-------- Text to read

Until recently, Israel's policy towards the Palestinians and the PLO has been to deny their existence as a people(12) and to claim that they already have a state, i.e. in Jordan. The PLO was seen, with considerable reason, as a terrorist organisation and as noted above, Israel has not hesitated to try to undermine the PLO and its various groups when acts of terrorism are committed against Israeli citizens both in Israel and elsewhere.

In late 1987 the 'Intifada', a spontaneous uprising against Israel began in the Occupied Territories but became increasingly organised, posing major security, economic, and moral problems. Images of stone-throwing children pitted against armed soldiers, unaccustomed to riot control, gained international sympathy for the Palestinians. In trying to suppress the Intifada, Israel was accused of human rights violation by some organisations, including the US Department of State.(13)

----------------
-------- Stored data

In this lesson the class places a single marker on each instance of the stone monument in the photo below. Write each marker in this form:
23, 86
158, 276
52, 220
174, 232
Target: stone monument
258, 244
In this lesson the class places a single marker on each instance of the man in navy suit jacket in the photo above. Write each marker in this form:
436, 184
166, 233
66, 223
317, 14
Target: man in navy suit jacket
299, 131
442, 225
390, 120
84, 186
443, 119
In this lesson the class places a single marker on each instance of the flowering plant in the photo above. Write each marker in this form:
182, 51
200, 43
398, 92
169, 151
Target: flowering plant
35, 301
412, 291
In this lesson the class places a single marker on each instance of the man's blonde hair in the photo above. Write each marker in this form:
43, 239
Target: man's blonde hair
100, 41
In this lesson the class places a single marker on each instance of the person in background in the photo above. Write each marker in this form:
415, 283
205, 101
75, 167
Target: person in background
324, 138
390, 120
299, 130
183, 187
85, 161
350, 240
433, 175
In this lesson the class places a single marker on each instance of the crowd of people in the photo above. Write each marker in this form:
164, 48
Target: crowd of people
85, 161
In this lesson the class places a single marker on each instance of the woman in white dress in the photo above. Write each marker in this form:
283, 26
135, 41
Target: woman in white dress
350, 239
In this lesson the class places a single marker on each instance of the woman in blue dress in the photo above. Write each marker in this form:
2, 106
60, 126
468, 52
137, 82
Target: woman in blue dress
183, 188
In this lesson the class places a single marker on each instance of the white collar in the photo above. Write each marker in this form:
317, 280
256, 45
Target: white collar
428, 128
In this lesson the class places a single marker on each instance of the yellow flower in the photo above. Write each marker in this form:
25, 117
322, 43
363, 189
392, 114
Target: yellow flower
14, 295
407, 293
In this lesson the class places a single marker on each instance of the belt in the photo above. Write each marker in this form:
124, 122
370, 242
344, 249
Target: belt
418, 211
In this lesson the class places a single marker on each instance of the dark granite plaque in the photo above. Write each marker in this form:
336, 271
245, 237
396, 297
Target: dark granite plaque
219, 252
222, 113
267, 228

----------------

[What the exercise asks]
Continue the passage on Israeli policy toward the Palestinians and the Intifada, starting after its final sentence. The entries are drawn from a separate source unrelated to the text.

[The response]
With changes in international and regional politics and the Intifada, Arafat on behalf of the Palestinian National Council issued a declaration of independence for a state of Palestine in the West Bank and Gaza Strip, in November 1988. This followed King Hussein's 1988 announcement that the West Bank was no longer part of Jordan. The Council also renounced the use of terrorism, recognised Israel as a state and accepted United Nations Security Council Resolution 242 and 338 passed in 1967 and 1973. These resolutions included two principles, withdrawal of Israeli armed forces from territories occupied and a call for all states in the region to end belligerence and live in peace with secure borders. The PLO change of policy acknowledges the reality of Israel as a state in the region and represented a willingness to seek a political solution to their conflict. Israel was not convinced that this was not merely a tactical move since the PLO did not amend its Charter to delete the clause calling for the annihilation of Israel. For reasons shown below, secret talks were held which led to the Oslo Accord in 1993.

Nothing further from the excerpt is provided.